(SELECTED EXTRACT):
On the fourth day, we explored the relationship between liturgy and Carmelite spirituality. We recalled Blessed Pope Paul VI´s conviction that liturgy is the first school of our spiritual life. We were therefore challenged to ask whether we live the liturgy we celebrate. We were invited to re-discover the elements inherent in our tradition, not as an exercise in nostalgia, but as actors in the present life of the Church. For this exercise, Mary and Elijah provide us with rich, evocative models. Particular stress was laid on the Christocentric life of Carmel as a praying fraternity. Our fraternity is in turn, a fruit and sign of our prayer and our point of contact with the world.
The mystagogical experience of the Easter Season provided a template for the participants as we explored the experience of the elements of Carmelite spirituality and how Carmel celebrates and passes on its charism and life. Our spirituality is expressed in Liturgy, not just by what we do, but what God does in mystery in and through the Liturgy. Carmel is a contemplative community in the midst of the people, and we were asked how contemplation, prayer, silence and Lectio Divina can be manifested. Eucharist, together with listening to the word have been central to Carmel since the very moment of our eremitical foundation. These are the values and ways of praying that will always be at the root of the transmission of our identity.
The final day of the conference was dedicated to formation in the broadest sense of the term. The Word of God is always formative for Carmelites, and we were reminded that pondering the Word is an essential element of our charism and Carmelite identity. Through a deep reflection on the Rule of St. Albert, we were led to a more profound understanding of how the Carmelite is called into community and towards the Lord, a movement led by discretion, into encounter, relationship and healing.
From the beginning of the Conference to the end, concerns regarding proper liturgical formation in the Order were voiced. Ways and means for addressing this area of our life were explored. The need for liturgical formation in our novitiates and houses of studies is critical, as well as making ongoing formation available for all the members of the Order. Advanced liturgical studies within the Carmelite tradition certainly seem to be necessary.
The Commission for Liturgy and Prayer should be commended for taking the initiative to organize this Conference. As the prayer life of the Order is vital, the hope is to see similar initiatives proposed in the near future. Above all, Liturgy is prayer, and Carmel is a school of prayer always in need of fresh and new inspiration and zeal.

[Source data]
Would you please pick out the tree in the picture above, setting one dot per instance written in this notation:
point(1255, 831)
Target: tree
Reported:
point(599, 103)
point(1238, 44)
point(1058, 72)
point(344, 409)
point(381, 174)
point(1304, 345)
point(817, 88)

(TO DO):
#1 Answer these questions from the conference report:
(a) What did Blessed Pope Paul VI hold liturgy to be?
(b) To what was the final day of the conference dedicated?
(c) Which body is commended for taking the initiative to organize the Conference?
#2 Copy the passage of the conference report starting with "The mystagogical experience" and going on through "of our identity.", and switch "contemplative community" to "praying community".
This material was taken from a different source than the text.

(TASK-BY-TASK OUTPUTS):
#1
(a) The first school of our spiritual life.
(b) Formation in the broadest sense of the term.
(c) The Commission for Liturgy and Prayer.

#2
The mystagogical experience of the Easter Season provided a template for the participants as we explored the experience of the elements of Carmelite spirituality and how Carmel celebrates and passes on its charism and life. Our spirituality is expressed in Liturgy, not just by what we do, but what God does in mystery in and through the Liturgy. Carmel is a praying community in the midst of the people, and we were asked how contemplation, prayer, silence and Lectio Divina can be manifested. Eucharist, together with listening to the word have been central to Carmel since the very moment of our eremitical foundation. These are the values and ways of praying that will always be at the root of the transmission of our identity.